Le gouvernement grec renforce son offensive et instaure la semaine de travail de six jours

La Grèce a officiellement instauré la semaine de travail de six jours début juillet, premier pays de l'Union européenne (UE) à le faire. Cette mesure s'appliquera d’abord aux secteurs qui fonctionnent selon un système de rotation d’équipes, comme les fabricants et les détaillants, mais elle pourrait être étendue ensuite à des secteurs comme le tourisme.

Le gouvernement conservateur de la Nouvelle Démocratie (AND) nie que cette mesure s'appliquera au secteur public, mais elle pourrait être étendue à des domaines comme l'assainissement, où il y a des équipes tournantes.

Le Premier ministre grec Kyriakos Mitsotakis à la Foire internationale de Thessalonique le 10 septembre 2022 [AP Photo/Giannis Papanikos]

Cette nouvelle mesure est une exigence de longue date de la Fédération des industries de Grèce (SEV). Elle permettra aux entreprises d'augmenter la charge de travail de leur personnel existant sans avoir à embaucher de personnel supplémentaire pour couvrir les changements d’équipe ou à payer les heures supplémentaires.

○ ○ ○ ○

= Détails de la tâche =
Répondez aux questions suivantes sur l'article consacré à la semaine de six jours en Grèce :
1. Quel pays est le premier de l'Union européenne à avoir instauré la semaine de travail de six jours ?
2. À quel secteur le gouvernement nie-t-il que la mesure s'appliquera ?
3. Quelle organisation réclamait cette mesure depuis longtemps ?

Entrées d'un jeu de données

○ ○ ○ ○

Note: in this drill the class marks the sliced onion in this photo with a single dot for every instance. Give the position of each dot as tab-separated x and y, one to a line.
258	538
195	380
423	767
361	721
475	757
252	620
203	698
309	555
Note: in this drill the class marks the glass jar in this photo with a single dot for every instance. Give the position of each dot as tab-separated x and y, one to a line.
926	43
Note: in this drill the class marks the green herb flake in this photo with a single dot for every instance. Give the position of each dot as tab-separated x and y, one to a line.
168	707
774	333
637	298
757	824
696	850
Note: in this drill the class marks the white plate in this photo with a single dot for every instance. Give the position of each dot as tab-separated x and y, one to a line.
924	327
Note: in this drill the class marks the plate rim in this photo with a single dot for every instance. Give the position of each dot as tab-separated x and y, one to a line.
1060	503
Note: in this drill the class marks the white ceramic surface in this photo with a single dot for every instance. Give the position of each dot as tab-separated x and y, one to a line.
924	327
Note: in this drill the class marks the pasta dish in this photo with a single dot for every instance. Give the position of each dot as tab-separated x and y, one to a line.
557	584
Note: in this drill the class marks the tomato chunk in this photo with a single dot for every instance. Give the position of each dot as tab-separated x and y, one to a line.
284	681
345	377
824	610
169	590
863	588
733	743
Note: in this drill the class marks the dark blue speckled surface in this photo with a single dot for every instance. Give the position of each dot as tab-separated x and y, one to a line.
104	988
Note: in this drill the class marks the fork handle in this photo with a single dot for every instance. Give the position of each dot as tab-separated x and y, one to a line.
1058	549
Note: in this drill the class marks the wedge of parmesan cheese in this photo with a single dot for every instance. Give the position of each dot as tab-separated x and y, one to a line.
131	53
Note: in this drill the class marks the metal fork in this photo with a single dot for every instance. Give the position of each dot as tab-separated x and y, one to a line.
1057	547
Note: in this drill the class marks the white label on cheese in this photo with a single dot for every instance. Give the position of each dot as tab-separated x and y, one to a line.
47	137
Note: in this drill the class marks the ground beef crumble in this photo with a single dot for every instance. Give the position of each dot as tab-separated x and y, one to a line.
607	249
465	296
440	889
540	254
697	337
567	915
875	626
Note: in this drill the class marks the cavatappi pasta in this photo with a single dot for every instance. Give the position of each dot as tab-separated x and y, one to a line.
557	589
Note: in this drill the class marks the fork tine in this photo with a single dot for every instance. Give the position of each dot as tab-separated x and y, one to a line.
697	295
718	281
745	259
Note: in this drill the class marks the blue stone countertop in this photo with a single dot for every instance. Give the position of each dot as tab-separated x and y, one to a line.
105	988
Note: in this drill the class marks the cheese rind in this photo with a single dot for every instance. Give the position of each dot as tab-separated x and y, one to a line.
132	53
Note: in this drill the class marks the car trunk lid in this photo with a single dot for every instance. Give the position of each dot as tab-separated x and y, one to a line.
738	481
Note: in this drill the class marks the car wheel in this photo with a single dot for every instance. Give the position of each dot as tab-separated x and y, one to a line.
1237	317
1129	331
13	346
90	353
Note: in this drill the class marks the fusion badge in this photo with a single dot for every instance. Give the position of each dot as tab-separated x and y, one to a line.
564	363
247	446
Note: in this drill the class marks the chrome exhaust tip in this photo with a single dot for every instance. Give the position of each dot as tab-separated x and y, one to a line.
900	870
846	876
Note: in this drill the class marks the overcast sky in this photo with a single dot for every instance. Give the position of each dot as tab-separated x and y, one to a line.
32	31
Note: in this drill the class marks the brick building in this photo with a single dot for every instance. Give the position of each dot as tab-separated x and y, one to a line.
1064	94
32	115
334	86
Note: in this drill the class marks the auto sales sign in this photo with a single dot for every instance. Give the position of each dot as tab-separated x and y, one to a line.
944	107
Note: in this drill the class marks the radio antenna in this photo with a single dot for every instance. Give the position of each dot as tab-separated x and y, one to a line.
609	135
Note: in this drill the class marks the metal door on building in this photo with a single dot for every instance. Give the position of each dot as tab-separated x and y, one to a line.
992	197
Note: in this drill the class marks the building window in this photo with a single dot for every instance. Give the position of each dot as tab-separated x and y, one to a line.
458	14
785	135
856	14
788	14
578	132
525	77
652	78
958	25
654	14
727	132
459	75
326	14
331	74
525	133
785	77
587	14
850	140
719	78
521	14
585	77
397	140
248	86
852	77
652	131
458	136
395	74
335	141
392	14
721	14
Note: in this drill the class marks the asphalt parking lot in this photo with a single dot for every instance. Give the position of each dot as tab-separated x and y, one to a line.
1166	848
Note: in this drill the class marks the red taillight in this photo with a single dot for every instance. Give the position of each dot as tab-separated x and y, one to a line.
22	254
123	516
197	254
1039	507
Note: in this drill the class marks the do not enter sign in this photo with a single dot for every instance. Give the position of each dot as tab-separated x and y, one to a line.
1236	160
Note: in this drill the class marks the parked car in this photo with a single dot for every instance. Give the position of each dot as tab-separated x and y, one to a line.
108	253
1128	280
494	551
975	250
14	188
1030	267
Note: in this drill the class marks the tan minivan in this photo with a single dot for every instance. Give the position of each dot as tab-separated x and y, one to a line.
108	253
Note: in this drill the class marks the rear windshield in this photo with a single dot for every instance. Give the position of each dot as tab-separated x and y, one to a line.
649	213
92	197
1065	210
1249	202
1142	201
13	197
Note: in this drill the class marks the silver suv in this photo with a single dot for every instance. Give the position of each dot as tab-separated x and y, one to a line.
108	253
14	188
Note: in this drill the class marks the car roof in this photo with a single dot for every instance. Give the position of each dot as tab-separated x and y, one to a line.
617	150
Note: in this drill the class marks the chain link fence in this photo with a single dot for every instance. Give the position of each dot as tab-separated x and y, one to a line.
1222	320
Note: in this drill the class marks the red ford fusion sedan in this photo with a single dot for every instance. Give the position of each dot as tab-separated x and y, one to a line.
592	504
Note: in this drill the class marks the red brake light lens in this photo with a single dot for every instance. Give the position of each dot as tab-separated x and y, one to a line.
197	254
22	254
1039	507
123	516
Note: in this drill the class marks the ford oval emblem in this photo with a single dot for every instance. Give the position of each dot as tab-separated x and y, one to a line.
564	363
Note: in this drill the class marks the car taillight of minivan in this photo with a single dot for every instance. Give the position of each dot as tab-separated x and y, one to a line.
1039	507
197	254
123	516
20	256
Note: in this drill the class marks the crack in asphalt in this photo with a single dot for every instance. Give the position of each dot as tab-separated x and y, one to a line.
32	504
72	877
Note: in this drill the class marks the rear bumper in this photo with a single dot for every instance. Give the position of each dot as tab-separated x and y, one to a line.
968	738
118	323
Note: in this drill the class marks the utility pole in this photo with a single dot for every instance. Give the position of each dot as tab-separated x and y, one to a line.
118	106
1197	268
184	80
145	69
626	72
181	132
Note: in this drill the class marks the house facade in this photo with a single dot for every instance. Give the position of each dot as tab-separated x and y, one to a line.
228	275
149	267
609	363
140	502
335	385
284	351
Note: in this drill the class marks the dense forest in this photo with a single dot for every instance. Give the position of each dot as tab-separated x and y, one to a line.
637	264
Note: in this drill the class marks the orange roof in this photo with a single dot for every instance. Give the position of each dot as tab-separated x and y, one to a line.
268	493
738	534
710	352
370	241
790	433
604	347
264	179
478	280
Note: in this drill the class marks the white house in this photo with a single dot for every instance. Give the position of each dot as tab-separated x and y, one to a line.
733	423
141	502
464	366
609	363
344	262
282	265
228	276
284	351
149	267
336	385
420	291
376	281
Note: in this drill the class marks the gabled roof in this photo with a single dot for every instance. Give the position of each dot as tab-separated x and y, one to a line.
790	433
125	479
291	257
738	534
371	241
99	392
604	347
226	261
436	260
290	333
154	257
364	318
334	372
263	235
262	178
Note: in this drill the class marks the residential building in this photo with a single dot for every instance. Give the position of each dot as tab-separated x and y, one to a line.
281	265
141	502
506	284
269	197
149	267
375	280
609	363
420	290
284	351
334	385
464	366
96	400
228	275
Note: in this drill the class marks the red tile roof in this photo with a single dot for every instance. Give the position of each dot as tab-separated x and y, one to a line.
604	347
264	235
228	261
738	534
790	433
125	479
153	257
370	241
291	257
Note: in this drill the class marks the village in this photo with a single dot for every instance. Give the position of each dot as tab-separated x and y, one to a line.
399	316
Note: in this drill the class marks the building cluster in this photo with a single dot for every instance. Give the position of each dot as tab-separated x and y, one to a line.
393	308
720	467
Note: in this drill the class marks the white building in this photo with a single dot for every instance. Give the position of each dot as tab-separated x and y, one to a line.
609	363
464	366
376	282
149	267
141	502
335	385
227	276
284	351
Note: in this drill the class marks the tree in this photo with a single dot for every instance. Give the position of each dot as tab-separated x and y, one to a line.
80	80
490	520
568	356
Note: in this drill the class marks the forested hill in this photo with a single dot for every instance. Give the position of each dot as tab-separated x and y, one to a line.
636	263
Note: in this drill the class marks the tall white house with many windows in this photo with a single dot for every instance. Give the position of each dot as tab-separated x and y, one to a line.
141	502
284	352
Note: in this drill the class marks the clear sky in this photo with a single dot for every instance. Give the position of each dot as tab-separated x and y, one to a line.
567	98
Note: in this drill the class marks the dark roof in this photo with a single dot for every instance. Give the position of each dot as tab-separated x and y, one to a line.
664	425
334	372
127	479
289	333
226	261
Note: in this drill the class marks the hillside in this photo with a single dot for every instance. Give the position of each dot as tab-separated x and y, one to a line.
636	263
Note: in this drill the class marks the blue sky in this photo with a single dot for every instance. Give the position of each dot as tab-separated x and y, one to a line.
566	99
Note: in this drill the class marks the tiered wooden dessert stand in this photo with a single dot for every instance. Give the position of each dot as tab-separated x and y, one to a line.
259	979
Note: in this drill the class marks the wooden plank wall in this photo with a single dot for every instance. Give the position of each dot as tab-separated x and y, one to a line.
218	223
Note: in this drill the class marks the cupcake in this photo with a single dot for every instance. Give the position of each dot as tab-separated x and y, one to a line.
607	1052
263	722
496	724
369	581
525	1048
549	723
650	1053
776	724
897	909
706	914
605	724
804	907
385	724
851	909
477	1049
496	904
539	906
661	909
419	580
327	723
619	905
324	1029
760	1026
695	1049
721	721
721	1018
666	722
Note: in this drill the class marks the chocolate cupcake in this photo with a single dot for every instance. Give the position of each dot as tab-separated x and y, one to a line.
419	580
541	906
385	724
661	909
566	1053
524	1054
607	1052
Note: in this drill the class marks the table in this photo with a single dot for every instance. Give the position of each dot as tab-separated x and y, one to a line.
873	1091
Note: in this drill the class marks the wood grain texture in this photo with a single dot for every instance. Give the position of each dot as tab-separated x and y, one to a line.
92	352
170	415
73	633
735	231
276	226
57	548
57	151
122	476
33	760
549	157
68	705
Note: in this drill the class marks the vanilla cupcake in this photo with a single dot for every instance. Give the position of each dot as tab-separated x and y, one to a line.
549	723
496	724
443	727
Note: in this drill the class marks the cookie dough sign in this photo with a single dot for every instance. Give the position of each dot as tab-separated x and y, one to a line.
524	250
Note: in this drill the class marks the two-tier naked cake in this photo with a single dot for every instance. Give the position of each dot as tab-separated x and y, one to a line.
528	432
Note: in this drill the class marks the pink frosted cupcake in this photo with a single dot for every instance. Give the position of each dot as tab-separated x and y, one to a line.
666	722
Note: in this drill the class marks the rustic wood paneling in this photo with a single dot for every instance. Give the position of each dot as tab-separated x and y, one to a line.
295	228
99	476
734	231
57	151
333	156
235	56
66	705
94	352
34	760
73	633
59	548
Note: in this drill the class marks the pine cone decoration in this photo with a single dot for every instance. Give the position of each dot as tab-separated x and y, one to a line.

○ ○ ○ ○

= Réponse proposée =
1. La Grèce.
2. Au secteur public.
3. La Fédération des industries de Grèce (SEV).